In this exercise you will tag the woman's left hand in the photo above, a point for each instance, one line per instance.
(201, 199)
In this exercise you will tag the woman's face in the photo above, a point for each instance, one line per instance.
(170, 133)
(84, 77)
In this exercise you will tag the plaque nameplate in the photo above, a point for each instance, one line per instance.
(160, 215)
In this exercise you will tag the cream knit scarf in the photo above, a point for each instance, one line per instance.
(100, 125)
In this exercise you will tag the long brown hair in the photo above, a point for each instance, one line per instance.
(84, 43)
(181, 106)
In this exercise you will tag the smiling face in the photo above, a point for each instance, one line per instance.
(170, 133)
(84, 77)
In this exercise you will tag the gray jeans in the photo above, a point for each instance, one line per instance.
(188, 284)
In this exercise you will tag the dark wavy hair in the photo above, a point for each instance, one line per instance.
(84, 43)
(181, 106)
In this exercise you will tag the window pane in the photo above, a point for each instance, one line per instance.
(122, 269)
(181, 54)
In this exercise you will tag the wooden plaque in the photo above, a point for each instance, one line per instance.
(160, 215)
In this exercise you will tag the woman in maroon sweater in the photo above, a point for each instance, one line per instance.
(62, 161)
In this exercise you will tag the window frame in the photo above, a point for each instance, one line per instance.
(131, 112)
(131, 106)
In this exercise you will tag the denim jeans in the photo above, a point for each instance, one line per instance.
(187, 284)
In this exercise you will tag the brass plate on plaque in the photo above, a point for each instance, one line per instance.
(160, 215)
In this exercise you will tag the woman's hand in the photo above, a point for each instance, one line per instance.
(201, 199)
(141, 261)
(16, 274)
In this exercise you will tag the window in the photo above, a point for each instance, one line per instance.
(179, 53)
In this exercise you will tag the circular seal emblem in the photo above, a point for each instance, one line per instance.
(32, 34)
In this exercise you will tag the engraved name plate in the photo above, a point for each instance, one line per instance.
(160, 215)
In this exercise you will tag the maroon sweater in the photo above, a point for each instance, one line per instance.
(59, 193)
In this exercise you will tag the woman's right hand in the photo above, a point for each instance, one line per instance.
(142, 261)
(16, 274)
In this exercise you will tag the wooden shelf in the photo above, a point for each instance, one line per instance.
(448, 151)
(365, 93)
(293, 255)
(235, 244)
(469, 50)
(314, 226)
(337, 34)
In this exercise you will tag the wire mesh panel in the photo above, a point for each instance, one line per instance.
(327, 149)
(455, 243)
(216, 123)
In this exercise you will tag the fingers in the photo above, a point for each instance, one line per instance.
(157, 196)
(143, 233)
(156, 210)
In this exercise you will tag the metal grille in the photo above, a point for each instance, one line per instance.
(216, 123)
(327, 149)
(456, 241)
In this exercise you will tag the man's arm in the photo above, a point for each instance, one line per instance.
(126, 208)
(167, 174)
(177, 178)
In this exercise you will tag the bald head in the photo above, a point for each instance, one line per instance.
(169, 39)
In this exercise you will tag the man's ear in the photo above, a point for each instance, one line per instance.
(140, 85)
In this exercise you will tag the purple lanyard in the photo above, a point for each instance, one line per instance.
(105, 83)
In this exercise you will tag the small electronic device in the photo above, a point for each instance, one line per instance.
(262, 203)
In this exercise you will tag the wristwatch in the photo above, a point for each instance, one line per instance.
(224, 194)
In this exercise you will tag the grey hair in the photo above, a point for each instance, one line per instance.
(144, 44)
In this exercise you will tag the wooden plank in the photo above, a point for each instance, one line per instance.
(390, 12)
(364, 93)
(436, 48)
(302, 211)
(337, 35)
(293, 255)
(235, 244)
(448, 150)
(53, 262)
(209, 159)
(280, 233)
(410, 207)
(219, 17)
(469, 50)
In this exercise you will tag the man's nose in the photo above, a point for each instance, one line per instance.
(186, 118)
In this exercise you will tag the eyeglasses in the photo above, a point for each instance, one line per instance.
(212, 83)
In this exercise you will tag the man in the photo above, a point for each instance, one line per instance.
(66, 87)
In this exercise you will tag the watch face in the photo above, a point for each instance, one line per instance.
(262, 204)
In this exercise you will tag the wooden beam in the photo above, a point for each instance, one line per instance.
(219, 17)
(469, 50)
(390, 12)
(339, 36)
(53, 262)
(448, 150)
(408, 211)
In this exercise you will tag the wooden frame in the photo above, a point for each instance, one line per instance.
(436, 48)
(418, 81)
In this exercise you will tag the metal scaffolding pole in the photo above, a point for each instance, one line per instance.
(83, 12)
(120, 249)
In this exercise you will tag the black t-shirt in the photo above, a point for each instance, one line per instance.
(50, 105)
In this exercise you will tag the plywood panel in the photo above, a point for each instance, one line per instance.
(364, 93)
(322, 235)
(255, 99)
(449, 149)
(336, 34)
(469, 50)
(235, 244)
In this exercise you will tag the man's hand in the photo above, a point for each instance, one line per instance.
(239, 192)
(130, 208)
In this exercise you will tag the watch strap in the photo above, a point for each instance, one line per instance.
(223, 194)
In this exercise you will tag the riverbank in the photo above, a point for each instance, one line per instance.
────────
WORK REQUEST
Everything from the line holding "In this exercise you will tag the plywood" through the last line of the entries should be retyped exactly, with no other lines.

RESPONSE BELOW
In this exercise you will tag the plywood panel in the photo above, a point for each instance, one line per instance.
(364, 93)
(322, 235)
(255, 99)
(449, 149)
(336, 34)
(469, 50)
(235, 244)
In this exercise you will tag the man's hand in the photo above, a point for each instance, one line per instance.
(239, 192)
(130, 208)
In this exercise you will tag the watch strap in the photo above, a point for each instance, one line per instance.
(223, 194)
In this exercise you will tag the riverbank in the photo above, a point for each instance, one line per instance.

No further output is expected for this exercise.